+++ Page excerpt +++
I appreciate your honesty.
> So, here is the problem: we need to convert 'interval<T1, P1>' to
> 'interval<T2, P2>'.
The first case I'm interested in is interval<T1, interval_traits<T1> > and
interval<T2, interval_traits<T2> > (because that's what I tested ;).
> If all elements of T1 are exactly representable by
> elements of T2, there is no problem: a cast is enough.
Correct, so we should be able to get
interval<double> ris1 = 0;
interval<float> ris2 = 0;
// Doesn't work.
// std::cout << ris1 + ris2 << std::endl;
std::cout << ris1 + interval<double> (ris2) << std::endl;
without risk, at least? This would be very helpful, because we then could
use
vector<interval<double> > riv1 (1);
vector<interval<float> > riv2 (1);
riv1.clear ();
riv2.clear ();
// Doesn't work.
// std::cout << riv1 + riv2 << std::endl;
std::cout << riv1 + vector<interval<double> > (riv2) << std::endl;
immediately, i.e. std::complex and boost::interval would behave similar
w.r.t. basic linear algebra.
> But what if an
> element of T1 can't be represented? We need to convert it
This isn't a new problem, the same can happen, when converting a double to a
float.
> and respect the
> inclusion property of interval arithmetic.
+++ Record set +++
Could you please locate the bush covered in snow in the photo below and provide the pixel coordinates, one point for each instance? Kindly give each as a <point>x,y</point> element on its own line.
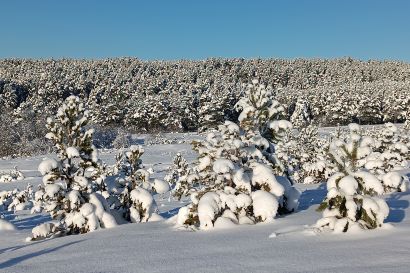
<point>133,187</point>
<point>351,201</point>
<point>11,175</point>
<point>235,168</point>
<point>72,191</point>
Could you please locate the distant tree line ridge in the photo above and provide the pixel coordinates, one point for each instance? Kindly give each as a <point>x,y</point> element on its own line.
<point>159,96</point>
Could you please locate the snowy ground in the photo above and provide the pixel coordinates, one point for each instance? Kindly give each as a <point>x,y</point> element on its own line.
<point>287,245</point>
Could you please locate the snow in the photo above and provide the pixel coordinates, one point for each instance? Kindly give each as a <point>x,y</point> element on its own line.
<point>208,207</point>
<point>287,244</point>
<point>265,205</point>
<point>223,166</point>
<point>47,166</point>
<point>160,186</point>
<point>72,152</point>
<point>348,185</point>
<point>262,174</point>
<point>5,225</point>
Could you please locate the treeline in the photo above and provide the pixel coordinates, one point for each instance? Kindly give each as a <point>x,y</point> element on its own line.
+++
Tasks for this exercise:
**A)** Reproduce the passage of the excerpt on interval conversion from "I appreciate your" to "cast is enough.".
**B)** According to the excerpt on interval conversion, what suffices when all elements of T1 are exactly representable by elements of T2?
**C)** Resume the excerpt on interval conversion from the point at which it ends.
The records constitute separate material, distinct from the excerpt on interval conversion.

Results for each task:
**A)**
I appreciate your honesty.
> So, here is the problem: we need to convert 'interval<T1, P1>' to
> 'interval<T2, P2>'.
The first case I'm interested in is interval<T1, interval_traits<T1> > and
interval<T2, interval_traits<T2> > (because that's what I tested ;).
> If all elements of T1 are exactly representable by
> elements of T2, there is no problem: a cast is enough.

**B)** A cast is enough.

**C)**
Maybe this is a new problem. What do other interval libraries do here?
> Somebody could probably object that with 'promote_traits', we always are
> in the first case if 'promote_traits' is correctly built. But, in my
> opinion, if an interval can never get back to a less precise type, all the
> mixed operations stuff is useless.
Generally agreed. But if you build your promote_traits correctly, the user
of the interval library only needs to consider the cases where going back to
a less precise type, at least.
> I'm not sure to clearly explain what I
> mean; I will say it another way: if all the operations (being mixed or
> not) produce 'interval<double>' thanks to 'promote_traits', what's the
> point of having mixed operations able to handle 'interval<float>' since,
> after a few operations, only 'interval<double>' will remain.
>
> I hope I was able to explain we wanted to do conversions in the two
> directions. And here come the interface complications. Where can we put
> these conversions?
>
> First idea, to define them globally by something like:
>
> template<class Src, class Dest>
> struct conversion {
> Dest convert_up (const Src&);
> Dest convert_down(const Src&);
> };
>
> But now, it will conflict with the 'Rounding' policy of the interval class
> which is supposed to handle all the dirty work (aka handling the
> computation on the base type). So this is clearly not a solution.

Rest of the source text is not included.